» Given exercise: Rewrite the part of the rows that opens with the line containing "Give one point for each instance of the smooth" and runs through the end of the rows as a Markdown table with columns No. and Line. Put a running number in No. and leave out blank lines.

» Data supplied:
:::

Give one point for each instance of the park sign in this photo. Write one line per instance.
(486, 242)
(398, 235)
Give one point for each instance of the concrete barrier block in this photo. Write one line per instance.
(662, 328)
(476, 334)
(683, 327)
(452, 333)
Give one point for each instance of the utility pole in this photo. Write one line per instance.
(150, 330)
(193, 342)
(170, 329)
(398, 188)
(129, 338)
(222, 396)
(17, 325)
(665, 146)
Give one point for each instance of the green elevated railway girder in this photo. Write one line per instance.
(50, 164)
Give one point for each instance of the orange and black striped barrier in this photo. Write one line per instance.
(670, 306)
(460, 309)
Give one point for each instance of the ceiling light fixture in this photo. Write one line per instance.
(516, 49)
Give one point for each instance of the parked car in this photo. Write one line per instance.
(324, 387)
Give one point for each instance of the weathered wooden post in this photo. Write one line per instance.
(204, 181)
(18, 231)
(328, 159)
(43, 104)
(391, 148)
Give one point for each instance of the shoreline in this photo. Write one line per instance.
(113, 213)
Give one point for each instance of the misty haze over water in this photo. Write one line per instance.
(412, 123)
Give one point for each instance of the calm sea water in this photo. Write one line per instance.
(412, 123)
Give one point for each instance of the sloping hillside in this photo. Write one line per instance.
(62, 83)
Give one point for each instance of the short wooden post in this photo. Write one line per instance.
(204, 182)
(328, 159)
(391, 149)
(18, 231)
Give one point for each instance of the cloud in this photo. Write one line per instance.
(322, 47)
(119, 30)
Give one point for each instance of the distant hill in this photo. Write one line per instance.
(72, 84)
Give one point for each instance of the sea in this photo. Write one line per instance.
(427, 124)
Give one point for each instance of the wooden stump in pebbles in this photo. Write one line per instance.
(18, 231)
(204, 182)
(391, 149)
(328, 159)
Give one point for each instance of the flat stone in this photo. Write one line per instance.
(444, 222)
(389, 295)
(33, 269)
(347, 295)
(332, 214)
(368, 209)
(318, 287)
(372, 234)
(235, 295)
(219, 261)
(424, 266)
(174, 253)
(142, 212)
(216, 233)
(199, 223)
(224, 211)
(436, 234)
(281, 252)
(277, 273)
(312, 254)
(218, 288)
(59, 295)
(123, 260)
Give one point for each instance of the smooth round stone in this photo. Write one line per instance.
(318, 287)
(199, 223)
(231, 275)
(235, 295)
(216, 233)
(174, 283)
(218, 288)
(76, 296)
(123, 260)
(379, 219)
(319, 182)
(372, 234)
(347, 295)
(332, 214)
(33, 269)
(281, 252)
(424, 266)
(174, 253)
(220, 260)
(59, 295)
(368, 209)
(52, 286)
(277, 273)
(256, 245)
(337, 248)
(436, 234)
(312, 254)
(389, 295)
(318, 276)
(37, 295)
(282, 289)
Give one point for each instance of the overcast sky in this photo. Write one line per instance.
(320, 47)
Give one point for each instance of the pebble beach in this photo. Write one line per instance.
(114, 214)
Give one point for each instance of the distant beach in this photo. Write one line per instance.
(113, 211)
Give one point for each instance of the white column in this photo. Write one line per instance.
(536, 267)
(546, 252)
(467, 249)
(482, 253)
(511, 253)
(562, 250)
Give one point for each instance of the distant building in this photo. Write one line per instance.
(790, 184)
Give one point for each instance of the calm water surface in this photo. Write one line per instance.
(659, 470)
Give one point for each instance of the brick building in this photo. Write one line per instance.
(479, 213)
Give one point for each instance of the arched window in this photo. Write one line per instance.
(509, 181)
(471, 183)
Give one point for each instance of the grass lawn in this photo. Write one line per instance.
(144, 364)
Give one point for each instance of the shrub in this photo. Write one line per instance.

:::

» Expected output:
| No. | Line |
|---|---|
| 1 | Give one point for each instance of the smooth round stone in this photo. Write one line per instance. |
| 2 | (318, 287) |
| 3 | (199, 223) |
| 4 | (231, 275) |
| 5 | (235, 295) |
| 6 | (216, 233) |
| 7 | (174, 283) |
| 8 | (218, 288) |
| 9 | (76, 296) |
| 10 | (123, 260) |
| 11 | (379, 219) |
| 12 | (319, 182) |
| 13 | (372, 234) |
| 14 | (347, 295) |
| 15 | (332, 214) |
| 16 | (33, 269) |
| 17 | (281, 252) |
| 18 | (424, 266) |
| 19 | (174, 253) |
| 20 | (220, 260) |
| 21 | (59, 295) |
| 22 | (368, 209) |
| 23 | (52, 286) |
| 24 | (277, 273) |
| 25 | (256, 245) |
| 26 | (337, 248) |
| 27 | (436, 234) |
| 28 | (312, 254) |
| 29 | (389, 295) |
| 30 | (318, 276) |
| 31 | (37, 295) |
| 32 | (282, 289) |
| 33 | Give one point for each instance of the overcast sky in this photo. Write one line per instance. |
| 34 | (320, 47) |
| 35 | Give one point for each instance of the pebble beach in this photo. Write one line per instance. |
| 36 | (114, 214) |
| 37 | Give one point for each instance of the distant beach in this photo. Write one line per instance. |
| 38 | (113, 211) |
| 39 | Give one point for each instance of the white column in this photo. Write one line per instance. |
| 40 | (536, 267) |
| 41 | (546, 252) |
| 42 | (467, 249) |
| 43 | (482, 253) |
| 44 | (511, 253) |
| 45 | (562, 250) |
| 46 | Give one point for each instance of the distant building in this photo. Write one line per instance. |
| 47 | (790, 184) |
| 48 | Give one point for each instance of the calm water surface in this photo. Write one line per instance. |
| 49 | (659, 470) |
| 50 | Give one point for each instance of the brick building in this photo. Write one line per instance. |
| 51 | (479, 213) |
| 52 | Give one point for each instance of the arched window in this photo. Write one line per instance. |
| 53 | (509, 181) |
| 54 | (471, 183) |
| 55 | Give one point for each instance of the grass lawn in this photo. Write one line per instance. |
| 56 | (144, 364) |
| 57 | Give one point for each instance of the shrub in this photo. Write one line per instance. |